## Objective
Recast part of the listing below as a Markdown table with two columns, Row and Line, giving a row number for each line and skipping blank lines. Start at the line containing "Question. Locate the straw" and end at the line containing "x=401 y=146", including both.

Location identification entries
■ ■ ■

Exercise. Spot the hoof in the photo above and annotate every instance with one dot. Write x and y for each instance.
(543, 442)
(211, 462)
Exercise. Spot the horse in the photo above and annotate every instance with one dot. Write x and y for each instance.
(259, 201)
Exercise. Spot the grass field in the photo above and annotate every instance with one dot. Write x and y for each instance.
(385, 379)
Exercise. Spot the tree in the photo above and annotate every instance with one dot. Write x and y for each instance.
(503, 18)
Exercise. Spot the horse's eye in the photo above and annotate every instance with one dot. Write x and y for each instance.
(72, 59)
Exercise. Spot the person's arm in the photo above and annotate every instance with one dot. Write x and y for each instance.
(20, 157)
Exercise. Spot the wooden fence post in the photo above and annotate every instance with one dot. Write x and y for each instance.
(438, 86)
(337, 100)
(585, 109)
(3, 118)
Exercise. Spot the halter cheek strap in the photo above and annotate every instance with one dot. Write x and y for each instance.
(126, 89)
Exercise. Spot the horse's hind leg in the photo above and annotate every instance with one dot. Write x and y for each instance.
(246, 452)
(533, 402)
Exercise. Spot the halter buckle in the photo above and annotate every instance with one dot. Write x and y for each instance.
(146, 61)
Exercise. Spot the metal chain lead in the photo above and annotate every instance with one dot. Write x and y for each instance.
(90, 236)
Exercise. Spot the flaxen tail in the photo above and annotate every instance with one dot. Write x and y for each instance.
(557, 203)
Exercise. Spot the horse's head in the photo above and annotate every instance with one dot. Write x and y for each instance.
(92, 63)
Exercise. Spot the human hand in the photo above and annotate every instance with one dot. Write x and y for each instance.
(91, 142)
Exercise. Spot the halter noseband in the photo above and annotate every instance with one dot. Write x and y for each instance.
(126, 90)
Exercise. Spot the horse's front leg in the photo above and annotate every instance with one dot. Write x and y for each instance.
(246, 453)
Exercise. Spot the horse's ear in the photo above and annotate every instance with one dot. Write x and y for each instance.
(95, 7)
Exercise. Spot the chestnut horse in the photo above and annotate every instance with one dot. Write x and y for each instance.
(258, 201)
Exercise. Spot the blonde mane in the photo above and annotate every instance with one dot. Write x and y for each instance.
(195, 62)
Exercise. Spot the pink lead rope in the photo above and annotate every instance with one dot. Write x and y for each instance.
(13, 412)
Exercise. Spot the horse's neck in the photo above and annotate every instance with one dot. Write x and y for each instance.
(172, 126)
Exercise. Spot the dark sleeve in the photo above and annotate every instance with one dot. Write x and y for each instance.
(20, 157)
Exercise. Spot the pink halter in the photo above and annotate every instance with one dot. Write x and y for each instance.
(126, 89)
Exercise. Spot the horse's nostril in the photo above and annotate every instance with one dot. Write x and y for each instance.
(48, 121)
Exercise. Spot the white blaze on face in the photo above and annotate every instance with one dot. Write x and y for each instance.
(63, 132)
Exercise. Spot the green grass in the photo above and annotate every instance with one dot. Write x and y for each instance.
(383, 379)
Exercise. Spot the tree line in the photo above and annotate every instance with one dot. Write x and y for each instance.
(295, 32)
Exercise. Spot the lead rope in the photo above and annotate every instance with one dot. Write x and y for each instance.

■ ■ ■

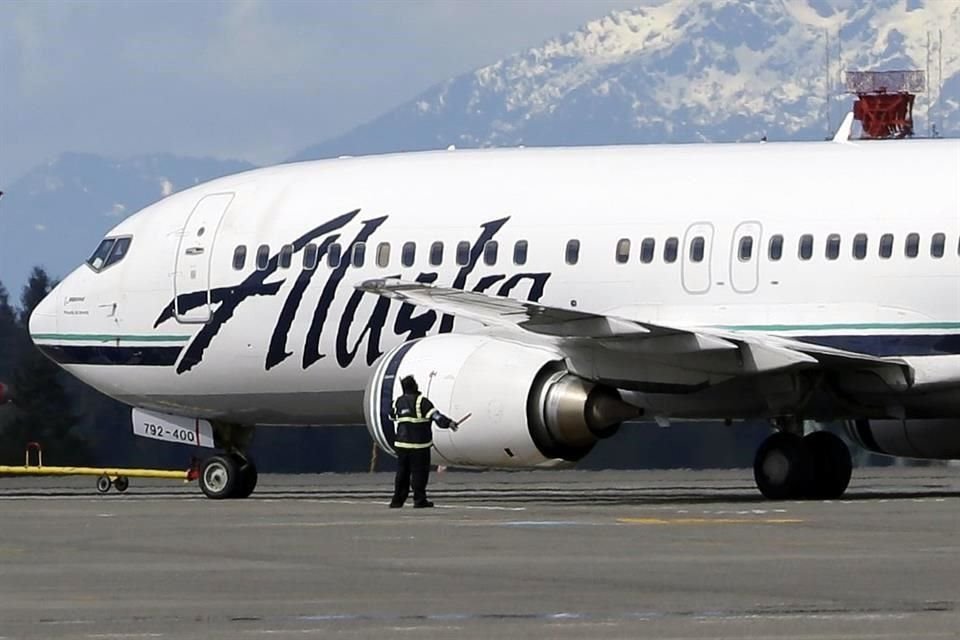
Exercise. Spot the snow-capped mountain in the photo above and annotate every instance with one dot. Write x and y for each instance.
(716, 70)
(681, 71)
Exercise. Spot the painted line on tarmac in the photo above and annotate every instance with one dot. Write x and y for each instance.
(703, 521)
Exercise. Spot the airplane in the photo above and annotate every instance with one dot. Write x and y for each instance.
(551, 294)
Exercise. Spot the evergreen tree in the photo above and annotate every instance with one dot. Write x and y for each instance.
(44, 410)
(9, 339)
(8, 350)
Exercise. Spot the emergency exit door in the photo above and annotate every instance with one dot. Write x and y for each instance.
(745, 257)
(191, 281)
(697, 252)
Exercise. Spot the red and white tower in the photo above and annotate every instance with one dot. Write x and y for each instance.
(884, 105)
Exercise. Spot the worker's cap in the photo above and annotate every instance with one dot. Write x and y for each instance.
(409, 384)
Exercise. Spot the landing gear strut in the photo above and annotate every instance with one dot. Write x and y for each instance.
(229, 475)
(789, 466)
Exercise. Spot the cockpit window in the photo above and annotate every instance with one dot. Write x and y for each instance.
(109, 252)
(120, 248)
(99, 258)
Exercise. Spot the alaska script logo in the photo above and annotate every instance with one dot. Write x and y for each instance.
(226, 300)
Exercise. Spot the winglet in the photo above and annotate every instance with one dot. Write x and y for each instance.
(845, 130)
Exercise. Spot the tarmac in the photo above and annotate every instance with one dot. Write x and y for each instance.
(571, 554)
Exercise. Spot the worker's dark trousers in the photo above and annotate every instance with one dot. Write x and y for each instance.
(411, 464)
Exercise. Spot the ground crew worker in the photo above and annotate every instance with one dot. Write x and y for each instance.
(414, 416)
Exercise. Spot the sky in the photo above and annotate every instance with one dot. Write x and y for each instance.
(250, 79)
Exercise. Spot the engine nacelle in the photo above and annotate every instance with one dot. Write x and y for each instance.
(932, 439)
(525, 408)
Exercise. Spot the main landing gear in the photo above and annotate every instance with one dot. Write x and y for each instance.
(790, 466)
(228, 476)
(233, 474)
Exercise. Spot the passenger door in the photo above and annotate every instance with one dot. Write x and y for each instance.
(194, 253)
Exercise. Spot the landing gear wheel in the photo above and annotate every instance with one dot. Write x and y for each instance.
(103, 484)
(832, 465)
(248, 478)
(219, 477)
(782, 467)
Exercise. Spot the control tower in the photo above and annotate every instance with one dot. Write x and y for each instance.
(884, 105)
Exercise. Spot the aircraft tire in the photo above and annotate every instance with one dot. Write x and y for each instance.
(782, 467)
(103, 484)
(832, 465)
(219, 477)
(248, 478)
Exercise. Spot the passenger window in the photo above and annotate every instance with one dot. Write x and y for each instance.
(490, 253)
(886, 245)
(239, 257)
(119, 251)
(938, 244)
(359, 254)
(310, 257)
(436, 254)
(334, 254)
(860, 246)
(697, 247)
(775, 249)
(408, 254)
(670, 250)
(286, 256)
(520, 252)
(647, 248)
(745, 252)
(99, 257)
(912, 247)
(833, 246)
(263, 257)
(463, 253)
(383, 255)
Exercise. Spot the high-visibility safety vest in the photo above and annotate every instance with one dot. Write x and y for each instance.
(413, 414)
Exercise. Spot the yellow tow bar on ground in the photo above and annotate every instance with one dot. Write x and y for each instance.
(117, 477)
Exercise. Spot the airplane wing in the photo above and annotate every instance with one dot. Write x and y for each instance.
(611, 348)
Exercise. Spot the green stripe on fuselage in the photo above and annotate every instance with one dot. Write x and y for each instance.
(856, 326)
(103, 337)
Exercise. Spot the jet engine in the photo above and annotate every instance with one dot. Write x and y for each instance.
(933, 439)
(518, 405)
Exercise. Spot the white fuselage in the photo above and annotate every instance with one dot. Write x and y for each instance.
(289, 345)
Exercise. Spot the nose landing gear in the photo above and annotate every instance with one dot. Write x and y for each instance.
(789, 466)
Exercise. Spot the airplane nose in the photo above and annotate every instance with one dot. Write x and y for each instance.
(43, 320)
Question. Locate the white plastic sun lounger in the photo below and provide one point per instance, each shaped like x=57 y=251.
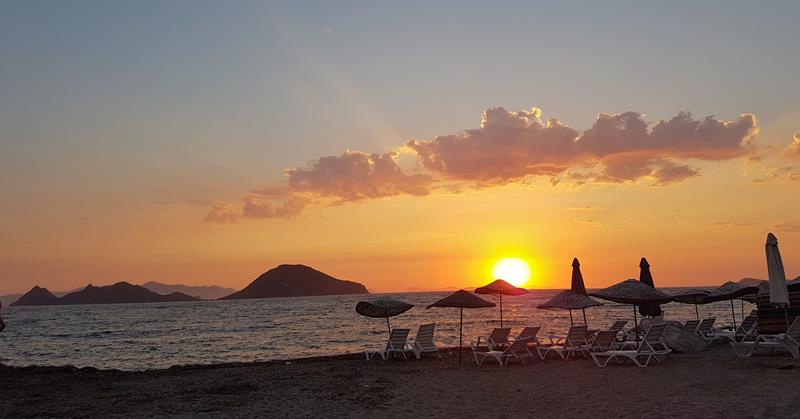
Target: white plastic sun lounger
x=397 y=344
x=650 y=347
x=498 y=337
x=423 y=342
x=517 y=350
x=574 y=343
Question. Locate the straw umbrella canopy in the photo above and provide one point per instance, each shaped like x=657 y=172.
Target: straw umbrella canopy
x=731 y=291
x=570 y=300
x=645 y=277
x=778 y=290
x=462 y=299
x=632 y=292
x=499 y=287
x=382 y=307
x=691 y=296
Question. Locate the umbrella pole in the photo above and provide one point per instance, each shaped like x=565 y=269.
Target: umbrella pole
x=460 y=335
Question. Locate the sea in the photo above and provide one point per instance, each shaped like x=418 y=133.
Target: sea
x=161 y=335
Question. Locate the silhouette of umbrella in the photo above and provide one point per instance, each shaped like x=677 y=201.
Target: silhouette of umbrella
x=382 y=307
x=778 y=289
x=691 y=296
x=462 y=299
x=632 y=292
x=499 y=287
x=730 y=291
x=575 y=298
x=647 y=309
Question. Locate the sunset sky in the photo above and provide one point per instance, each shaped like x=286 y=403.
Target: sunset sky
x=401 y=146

■ ■ ■

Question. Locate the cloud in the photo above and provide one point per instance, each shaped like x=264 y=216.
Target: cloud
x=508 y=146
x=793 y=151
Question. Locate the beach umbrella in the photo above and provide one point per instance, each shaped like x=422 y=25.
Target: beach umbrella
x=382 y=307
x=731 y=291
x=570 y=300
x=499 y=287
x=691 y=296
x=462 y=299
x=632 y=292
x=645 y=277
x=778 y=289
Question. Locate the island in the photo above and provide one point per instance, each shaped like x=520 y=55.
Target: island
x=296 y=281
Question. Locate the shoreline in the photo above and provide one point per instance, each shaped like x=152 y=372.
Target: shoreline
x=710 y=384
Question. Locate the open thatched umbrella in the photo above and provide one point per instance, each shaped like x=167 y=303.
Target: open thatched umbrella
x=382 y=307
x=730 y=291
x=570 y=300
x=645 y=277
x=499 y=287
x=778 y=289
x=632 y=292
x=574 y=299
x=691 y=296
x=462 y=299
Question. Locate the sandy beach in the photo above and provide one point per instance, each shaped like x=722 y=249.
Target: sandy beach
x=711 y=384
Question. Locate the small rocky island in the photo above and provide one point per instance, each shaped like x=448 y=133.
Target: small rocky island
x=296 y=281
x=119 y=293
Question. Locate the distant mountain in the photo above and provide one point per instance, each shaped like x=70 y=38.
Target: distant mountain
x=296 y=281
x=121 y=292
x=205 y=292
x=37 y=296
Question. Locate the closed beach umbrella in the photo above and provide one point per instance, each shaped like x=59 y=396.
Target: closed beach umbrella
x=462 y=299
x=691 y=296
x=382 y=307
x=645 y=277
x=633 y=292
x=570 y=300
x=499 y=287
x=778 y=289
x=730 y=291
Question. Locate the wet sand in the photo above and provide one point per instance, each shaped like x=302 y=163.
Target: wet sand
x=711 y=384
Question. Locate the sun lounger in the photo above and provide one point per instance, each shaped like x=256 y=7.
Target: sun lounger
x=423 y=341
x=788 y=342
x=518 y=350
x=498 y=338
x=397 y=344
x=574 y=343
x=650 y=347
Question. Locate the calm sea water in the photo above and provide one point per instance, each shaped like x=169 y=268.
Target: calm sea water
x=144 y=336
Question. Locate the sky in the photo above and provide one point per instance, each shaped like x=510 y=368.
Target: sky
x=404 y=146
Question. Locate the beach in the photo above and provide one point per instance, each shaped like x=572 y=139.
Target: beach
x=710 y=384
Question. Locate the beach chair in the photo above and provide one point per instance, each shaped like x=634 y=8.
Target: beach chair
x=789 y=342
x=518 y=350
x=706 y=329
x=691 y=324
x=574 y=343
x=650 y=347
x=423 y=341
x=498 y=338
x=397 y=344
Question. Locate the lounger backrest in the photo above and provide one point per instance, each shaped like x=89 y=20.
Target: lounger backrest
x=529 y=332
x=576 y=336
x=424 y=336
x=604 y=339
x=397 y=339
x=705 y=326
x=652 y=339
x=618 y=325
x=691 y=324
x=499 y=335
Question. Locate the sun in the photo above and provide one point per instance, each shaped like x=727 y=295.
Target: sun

■ ■ ■

## Answer below
| Row | Line |
|---|---|
| 1 | Question. Locate the straw umbrella canopy in the photo above and provide one point per instance, each shaped like x=657 y=172. |
| 2 | Target: straw umbrella canopy |
| 3 | x=731 y=291 |
| 4 | x=570 y=300 |
| 5 | x=645 y=277 |
| 6 | x=778 y=290 |
| 7 | x=462 y=299 |
| 8 | x=632 y=292 |
| 9 | x=499 y=287 |
| 10 | x=382 y=307 |
| 11 | x=691 y=296 |
| 12 | Question. Locate the umbrella pole in the photo above and provide one point per instance, each shaped like x=565 y=269. |
| 13 | Target: umbrella pole |
| 14 | x=460 y=335 |
| 15 | Question. Locate the sea in the photo above and provide one point per instance, each shaped like x=418 y=133. |
| 16 | Target: sea |
| 17 | x=161 y=335 |
| 18 | Question. Locate the silhouette of umbrella in the photo above and provide one point per instance, each shaped like x=677 y=201. |
| 19 | Target: silhouette of umbrella |
| 20 | x=382 y=307 |
| 21 | x=778 y=289 |
| 22 | x=691 y=296 |
| 23 | x=462 y=299 |
| 24 | x=632 y=292 |
| 25 | x=499 y=287 |
| 26 | x=730 y=291 |
| 27 | x=575 y=298 |
| 28 | x=647 y=309 |
| 29 | Question. Locate the sunset sky in the photo above and provide one point per instance, each shaped like x=286 y=403. |
| 30 | Target: sunset sky |
| 31 | x=401 y=146 |